Summary judgment may be granted where there are no genuine issues of material fact and the movant is entitled to judgment as a matter of law. See FED. R.CIV.P. 56(c); Anderson v. Liberty Lobby, 477 U.S. 242, 247-50, 106 S.Ct. 2505, 91 L.Ed.2d 202 (1986). A fact is material only if, based on that fact, a reasonable jury could find in favor of the nonmoving party. Anderson, 477 U.S. at 248, 106 S.Ct. 2505. The burden rests on the movant to demonstrate the absence of a genuine issue of material fact. Celotex Corp. v. Catrett, 477 U.S. 317, 322, 106 S.Ct. 2548, 91 L.Ed.2d 265 (1986). In deciding whether summary judgment is appropriate, the court resolves all ambiguities and draws all permissible factual inferences against the movant. See Anderson, 477 U.S. at 255, 106 S.Ct. 2505. To defeat summary judgment, the nonmovant must go beyond the pleadings and "do more than simply show that there is some metaphysical doubt as to the material facts." Matsushita Elec. Indus. Co. v. Zenith Radio Corp., 475 U.S. 574, 586, 106 S.Ct. 1348, 89 L.Ed.2d 538 (1986). The court's role at this stage of the litigation is not to decide issues of material fact, but to discern whether any exist. See Gallo v. Prudential Residential Servs., L.P., 22 F.3d 1219, 1224 (2d Cir. 1994).

Given data:
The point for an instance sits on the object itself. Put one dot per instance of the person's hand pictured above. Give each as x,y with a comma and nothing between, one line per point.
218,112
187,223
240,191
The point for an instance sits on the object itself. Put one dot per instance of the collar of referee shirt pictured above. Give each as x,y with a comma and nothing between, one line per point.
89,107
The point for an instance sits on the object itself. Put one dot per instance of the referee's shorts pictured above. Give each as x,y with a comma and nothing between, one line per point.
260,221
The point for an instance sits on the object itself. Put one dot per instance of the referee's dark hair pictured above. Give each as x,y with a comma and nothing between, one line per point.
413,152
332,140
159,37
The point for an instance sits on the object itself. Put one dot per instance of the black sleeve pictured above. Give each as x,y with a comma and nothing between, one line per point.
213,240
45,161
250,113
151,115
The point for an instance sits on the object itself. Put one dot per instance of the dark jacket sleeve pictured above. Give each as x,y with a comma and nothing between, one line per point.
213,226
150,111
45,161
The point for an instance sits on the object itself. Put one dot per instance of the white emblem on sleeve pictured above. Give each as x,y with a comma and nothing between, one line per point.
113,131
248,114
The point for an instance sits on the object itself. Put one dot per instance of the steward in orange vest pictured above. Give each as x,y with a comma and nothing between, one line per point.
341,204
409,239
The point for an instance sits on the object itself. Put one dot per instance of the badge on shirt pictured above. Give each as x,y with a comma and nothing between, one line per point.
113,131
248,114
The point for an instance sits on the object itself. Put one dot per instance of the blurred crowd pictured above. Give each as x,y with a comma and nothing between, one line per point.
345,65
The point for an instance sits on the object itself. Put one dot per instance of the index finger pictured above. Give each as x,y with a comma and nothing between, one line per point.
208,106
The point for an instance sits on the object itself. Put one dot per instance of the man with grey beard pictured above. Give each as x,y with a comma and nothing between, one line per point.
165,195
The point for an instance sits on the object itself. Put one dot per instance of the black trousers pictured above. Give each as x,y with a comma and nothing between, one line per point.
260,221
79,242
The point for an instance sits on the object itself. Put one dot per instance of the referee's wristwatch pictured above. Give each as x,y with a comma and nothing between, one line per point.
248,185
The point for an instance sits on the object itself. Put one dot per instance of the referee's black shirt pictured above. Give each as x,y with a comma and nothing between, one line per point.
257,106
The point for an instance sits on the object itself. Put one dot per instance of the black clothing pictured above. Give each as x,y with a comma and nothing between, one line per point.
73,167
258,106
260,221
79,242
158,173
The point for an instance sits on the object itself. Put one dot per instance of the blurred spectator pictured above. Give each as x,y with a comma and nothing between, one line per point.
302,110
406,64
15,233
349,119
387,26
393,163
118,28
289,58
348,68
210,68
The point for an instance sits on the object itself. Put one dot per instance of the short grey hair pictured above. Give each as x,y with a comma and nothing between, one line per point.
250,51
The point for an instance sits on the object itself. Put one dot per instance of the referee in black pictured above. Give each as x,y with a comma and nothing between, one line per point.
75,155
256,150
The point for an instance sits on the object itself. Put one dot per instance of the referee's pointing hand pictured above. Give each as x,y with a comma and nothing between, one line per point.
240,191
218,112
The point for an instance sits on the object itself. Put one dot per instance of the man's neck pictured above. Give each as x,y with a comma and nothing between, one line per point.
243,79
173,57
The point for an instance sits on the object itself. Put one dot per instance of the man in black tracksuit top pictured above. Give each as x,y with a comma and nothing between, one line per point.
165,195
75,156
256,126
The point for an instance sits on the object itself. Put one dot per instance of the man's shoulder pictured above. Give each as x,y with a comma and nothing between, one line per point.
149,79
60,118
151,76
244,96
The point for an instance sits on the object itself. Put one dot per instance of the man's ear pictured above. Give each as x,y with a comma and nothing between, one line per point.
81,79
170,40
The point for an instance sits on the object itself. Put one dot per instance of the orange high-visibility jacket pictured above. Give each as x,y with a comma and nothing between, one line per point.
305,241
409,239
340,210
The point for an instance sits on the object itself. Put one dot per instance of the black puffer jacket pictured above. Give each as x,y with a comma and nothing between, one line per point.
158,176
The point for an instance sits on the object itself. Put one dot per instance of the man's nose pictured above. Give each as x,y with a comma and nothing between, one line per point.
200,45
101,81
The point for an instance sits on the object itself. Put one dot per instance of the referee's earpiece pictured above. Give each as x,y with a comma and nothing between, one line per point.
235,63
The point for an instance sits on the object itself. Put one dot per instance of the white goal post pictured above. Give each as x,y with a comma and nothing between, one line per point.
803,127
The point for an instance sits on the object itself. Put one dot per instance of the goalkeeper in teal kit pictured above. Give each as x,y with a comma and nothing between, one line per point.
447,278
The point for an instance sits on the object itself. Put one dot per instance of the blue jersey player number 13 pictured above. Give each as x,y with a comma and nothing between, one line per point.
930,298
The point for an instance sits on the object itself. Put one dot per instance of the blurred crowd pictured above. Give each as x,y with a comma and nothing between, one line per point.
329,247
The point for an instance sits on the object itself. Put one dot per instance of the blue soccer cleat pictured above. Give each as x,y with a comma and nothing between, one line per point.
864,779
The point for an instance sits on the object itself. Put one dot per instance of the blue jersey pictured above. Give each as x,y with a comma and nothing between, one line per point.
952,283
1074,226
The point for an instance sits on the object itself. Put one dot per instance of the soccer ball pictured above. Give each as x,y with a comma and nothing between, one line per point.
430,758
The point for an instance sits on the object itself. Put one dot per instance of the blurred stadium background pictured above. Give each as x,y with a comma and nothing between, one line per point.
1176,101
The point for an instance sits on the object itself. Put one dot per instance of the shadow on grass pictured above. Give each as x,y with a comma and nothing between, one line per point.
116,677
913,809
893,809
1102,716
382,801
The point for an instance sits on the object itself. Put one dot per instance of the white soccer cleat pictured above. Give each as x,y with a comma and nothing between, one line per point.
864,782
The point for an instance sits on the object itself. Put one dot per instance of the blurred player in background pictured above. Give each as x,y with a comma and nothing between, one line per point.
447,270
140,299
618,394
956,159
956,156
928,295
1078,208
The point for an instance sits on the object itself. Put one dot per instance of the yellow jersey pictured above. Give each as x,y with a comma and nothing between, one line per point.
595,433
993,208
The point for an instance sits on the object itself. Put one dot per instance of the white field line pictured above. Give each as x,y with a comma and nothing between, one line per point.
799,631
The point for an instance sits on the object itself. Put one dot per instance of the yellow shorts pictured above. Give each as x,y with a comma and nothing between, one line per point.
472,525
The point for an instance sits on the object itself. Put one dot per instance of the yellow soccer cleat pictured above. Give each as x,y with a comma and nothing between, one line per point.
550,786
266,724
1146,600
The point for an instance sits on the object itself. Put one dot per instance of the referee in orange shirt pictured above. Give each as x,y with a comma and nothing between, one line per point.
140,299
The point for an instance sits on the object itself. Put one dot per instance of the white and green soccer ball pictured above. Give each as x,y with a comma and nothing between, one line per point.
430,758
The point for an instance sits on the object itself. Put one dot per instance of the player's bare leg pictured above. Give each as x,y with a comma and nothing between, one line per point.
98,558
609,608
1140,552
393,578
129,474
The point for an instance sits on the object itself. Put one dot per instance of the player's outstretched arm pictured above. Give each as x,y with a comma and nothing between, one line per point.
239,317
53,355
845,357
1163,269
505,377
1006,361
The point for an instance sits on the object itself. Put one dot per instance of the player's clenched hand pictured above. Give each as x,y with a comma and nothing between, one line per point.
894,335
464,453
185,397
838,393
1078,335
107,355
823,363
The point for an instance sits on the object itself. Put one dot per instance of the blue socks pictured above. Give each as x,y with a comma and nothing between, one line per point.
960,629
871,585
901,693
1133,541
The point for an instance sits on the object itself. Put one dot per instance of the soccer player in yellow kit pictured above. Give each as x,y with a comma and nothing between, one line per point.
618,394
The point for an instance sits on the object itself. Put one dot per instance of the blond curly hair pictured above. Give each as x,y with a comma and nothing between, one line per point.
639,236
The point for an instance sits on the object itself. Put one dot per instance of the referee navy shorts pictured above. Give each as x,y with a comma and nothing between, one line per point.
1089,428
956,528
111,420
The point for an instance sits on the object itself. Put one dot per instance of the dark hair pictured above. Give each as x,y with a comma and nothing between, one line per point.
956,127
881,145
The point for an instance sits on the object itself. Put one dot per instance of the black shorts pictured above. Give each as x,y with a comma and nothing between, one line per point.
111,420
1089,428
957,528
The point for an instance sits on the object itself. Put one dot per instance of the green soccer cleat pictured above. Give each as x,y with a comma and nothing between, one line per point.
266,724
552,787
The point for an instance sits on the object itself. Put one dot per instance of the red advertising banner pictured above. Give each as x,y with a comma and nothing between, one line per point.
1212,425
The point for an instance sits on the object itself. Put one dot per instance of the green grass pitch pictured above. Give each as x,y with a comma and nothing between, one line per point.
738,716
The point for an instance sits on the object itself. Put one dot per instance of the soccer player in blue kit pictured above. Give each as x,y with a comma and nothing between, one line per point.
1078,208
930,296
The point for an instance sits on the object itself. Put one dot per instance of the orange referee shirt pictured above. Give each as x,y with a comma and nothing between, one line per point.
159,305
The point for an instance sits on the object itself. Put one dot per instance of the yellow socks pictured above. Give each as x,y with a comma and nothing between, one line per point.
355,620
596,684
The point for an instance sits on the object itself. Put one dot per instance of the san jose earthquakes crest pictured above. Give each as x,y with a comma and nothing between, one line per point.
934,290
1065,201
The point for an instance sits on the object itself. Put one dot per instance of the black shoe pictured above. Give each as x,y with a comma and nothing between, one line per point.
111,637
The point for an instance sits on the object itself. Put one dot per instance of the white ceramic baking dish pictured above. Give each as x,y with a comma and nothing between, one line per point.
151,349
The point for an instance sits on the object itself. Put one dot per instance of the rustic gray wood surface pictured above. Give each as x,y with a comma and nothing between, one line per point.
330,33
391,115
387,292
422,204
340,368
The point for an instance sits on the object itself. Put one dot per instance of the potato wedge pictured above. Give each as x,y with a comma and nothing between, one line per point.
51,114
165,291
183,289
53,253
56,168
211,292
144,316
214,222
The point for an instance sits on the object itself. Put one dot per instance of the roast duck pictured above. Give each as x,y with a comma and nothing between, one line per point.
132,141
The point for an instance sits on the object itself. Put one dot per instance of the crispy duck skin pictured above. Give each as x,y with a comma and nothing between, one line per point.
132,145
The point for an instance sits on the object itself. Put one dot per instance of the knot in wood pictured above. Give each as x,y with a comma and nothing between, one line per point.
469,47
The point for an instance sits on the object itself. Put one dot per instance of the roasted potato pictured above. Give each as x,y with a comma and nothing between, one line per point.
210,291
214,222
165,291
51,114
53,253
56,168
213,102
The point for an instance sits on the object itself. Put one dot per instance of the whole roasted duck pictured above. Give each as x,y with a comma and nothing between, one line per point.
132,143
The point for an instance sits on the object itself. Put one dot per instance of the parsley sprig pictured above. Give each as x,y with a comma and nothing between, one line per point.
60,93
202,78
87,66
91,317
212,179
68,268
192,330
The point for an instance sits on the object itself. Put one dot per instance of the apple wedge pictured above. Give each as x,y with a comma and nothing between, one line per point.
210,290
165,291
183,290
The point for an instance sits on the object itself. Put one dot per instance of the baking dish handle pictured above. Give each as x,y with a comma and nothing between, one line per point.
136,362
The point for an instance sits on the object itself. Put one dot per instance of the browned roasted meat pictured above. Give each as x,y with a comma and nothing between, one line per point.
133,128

Goal of the exercise: Name each court case cited in the passage on summary judgment, listing each case only once. The records were gathered from a separate source and are unrelated to the passage.

Answer for this exercise:
- Anderson v. Liberty Lobby
- Celotex Corp. v. Catrett
- Matsushita Elec. Indus. Co. v. Zenith Radio Corp.
- Gallo v. Prudential Residential Servs., L.P.